(Natural-language object grounding data)

####################

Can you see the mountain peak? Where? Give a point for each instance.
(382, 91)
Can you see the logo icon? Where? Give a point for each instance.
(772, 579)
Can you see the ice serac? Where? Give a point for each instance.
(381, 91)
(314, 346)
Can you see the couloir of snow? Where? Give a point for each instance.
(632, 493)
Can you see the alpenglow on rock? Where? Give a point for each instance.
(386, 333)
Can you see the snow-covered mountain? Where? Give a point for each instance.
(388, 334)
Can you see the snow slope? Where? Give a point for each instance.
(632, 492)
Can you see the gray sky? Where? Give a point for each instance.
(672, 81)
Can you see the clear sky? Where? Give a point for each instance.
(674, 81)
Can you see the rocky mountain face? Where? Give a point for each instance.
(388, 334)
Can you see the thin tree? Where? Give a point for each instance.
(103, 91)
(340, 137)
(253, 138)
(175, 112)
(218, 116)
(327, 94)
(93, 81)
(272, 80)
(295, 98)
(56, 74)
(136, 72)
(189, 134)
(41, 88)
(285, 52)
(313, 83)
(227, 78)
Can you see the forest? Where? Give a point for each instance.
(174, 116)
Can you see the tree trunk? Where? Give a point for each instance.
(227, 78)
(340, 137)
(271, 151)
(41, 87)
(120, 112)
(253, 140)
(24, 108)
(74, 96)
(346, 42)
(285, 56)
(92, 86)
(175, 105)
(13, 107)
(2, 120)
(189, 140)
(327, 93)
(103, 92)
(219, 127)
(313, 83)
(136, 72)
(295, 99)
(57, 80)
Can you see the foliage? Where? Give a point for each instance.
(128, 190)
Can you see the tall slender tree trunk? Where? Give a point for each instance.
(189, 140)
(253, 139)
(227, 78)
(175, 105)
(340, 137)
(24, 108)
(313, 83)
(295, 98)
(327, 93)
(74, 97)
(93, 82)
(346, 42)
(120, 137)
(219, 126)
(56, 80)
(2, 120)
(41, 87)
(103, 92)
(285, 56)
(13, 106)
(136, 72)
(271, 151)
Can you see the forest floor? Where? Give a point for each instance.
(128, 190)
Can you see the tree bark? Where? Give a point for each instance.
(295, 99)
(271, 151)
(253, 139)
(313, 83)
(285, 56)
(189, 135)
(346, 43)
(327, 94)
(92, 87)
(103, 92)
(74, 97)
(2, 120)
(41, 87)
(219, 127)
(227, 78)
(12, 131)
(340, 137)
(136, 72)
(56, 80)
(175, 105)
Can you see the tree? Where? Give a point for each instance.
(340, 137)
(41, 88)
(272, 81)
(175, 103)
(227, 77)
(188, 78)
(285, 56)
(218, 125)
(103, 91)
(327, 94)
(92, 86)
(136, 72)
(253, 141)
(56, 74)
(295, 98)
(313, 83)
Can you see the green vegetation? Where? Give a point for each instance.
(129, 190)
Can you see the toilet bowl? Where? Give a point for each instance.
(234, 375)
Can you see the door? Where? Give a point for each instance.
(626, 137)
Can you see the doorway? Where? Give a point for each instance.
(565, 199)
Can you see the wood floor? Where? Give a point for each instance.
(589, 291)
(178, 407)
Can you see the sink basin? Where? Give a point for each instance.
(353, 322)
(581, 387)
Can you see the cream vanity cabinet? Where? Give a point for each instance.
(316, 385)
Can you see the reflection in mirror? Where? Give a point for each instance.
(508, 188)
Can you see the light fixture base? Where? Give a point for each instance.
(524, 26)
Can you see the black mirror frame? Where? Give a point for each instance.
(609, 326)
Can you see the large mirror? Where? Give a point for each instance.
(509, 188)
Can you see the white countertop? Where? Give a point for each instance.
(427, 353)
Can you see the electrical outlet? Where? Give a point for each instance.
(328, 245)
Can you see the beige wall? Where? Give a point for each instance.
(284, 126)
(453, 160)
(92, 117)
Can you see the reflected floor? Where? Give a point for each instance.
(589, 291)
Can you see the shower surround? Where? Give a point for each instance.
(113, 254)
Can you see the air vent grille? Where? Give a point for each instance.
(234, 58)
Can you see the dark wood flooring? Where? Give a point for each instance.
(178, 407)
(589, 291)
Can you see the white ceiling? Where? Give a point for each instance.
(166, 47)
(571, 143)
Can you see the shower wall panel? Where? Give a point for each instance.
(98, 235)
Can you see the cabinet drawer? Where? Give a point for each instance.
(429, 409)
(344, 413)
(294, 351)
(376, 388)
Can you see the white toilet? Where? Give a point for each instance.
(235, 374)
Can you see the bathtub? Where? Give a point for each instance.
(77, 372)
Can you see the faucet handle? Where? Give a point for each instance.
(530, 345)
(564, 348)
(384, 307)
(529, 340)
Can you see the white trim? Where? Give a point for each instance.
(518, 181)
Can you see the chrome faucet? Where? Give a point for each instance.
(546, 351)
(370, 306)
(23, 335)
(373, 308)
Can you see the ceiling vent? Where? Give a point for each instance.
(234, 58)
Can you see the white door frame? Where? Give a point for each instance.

####################

#### PROBLEM
Output every record above exactly as it appears.

#### ANSWER SPACE
Can you see the mountain peak? Where? Give a point for each instance.
(382, 91)
Can you see the logo icon? Where? Give a point for each instance.
(772, 579)
Can you see the ice serac? Where? Give a point for each instance.
(381, 91)
(314, 346)
Can you see the couloir of snow? Where? Give a point for each instance.
(632, 493)
Can you see the alpenglow on rock? Where? Give a point for each instance.
(386, 333)
Can you see the snow-covered mountain? Where? Give a point for each instance.
(388, 334)
Can you see the snow slope? Where? Give a point for each instance.
(632, 492)
Can you see the gray sky? Where? Give a point for each instance.
(672, 81)
Can you see the clear sky? Where? Give a point for each instance.
(674, 81)
Can you see the rocky mountain face? Where? Give a point for each instance.
(388, 334)
Can you see the thin tree? Where? Give a point for each instance.
(103, 91)
(340, 137)
(253, 138)
(175, 112)
(218, 116)
(327, 94)
(93, 81)
(272, 80)
(295, 98)
(56, 74)
(136, 72)
(189, 134)
(41, 88)
(285, 52)
(313, 83)
(227, 78)
Can you see the forest? Where? Give a point for each instance.
(174, 116)
Can you see the tree trunk? Where? Give a point for each instance.
(227, 78)
(340, 137)
(271, 151)
(41, 87)
(120, 112)
(253, 140)
(24, 108)
(74, 96)
(346, 42)
(285, 56)
(92, 86)
(175, 105)
(13, 107)
(2, 120)
(189, 140)
(327, 93)
(103, 92)
(219, 127)
(313, 83)
(136, 72)
(295, 99)
(57, 80)
Can you see the foliage? Where? Give a point for each instance.
(128, 190)
Can you see the tall slender tree trunk? Where? Give a point for each instance.
(189, 140)
(253, 139)
(227, 78)
(175, 105)
(340, 137)
(24, 108)
(313, 83)
(295, 98)
(327, 93)
(74, 97)
(93, 82)
(346, 42)
(120, 137)
(219, 126)
(56, 80)
(2, 120)
(41, 87)
(103, 92)
(285, 56)
(13, 106)
(136, 72)
(271, 151)
Can you see the forest floor? Where? Give a point for each instance.
(128, 190)
Can you see the tree bark? Where? Give a point for each instance.
(295, 99)
(271, 151)
(253, 139)
(313, 83)
(285, 56)
(189, 135)
(346, 43)
(327, 94)
(92, 87)
(103, 92)
(74, 97)
(2, 120)
(41, 87)
(219, 127)
(227, 78)
(12, 131)
(340, 137)
(136, 72)
(56, 80)
(175, 105)
Can you see the tree? Where? Give a point for each instance.
(340, 137)
(41, 88)
(272, 81)
(175, 103)
(227, 77)
(188, 78)
(285, 56)
(218, 125)
(103, 91)
(327, 94)
(92, 86)
(136, 72)
(253, 141)
(56, 74)
(295, 98)
(313, 83)
Can you see the green vegetation? Where? Give a point for each instance.
(129, 190)
Can you see the toilet bowl? Where? Give a point for each instance.
(234, 375)
Can you see the door? Where? Give a point for each instance.
(626, 137)
Can you see the doorway? Where? Give a point for each instance.
(565, 199)
Can you see the wood floor? Where? Give a point for each instance.
(589, 291)
(178, 407)
Can you see the sink basin? Where? Give a point for each instance.
(353, 322)
(581, 387)
Can you see the cream vanity cabinet? Where? Give a point for each instance.
(316, 385)
Can you see the reflection in mirror? Where? Give a point for each instance.
(508, 188)
Can you see the light fixture base? Where? Give a point for each instance.
(524, 26)
Can you see the black mirror frame? Where? Give a point for each instance.
(609, 326)
Can you see the large mirror? Where? Give a point for each instance.
(509, 188)
Can you see the white countertop? Where? Give a point for each instance.
(427, 353)
Can you see the electrical outlet? Where? Give a point for each instance.
(328, 245)
Can you see the beige wall? Where? Give a point for each instance.
(284, 126)
(453, 160)
(92, 117)
Can you see the reflected floor? Where? Give a point for each instance.
(589, 291)
Can you see the shower surround? Where? Give a point for each instance.
(113, 254)
Can you see the air vent grille? Where? Give a point for each instance.
(234, 58)
Can you see the dark wood flooring? Where? Give a point for each instance.
(178, 407)
(589, 291)
Can you see the white ceiling? Where? Give a point for each instance.
(166, 47)
(571, 143)
Can you see the shower wall panel? Where? Give a point for each instance.
(98, 235)
Can you see the cabinet drawer? Where? Give a point for each instance.
(429, 409)
(344, 413)
(294, 351)
(376, 388)
Can you see the white toilet? Where? Give a point for each instance.
(235, 374)
Can you see the bathtub? Where? Give a point for each instance.
(77, 372)
Can you see the faucet handle? Where? Give a point for each instance.
(530, 345)
(564, 348)
(384, 307)
(529, 340)
Can you see the white trim? Where? Give a point for each instance.
(518, 181)
Can you see the chrome faucet? Where? Give a point for each instance.
(546, 351)
(370, 306)
(23, 335)
(373, 308)
Can you see the ceiling vent? Where? Give a point for each instance.
(234, 58)
Can you see the white door frame? Where? Give a point for each instance.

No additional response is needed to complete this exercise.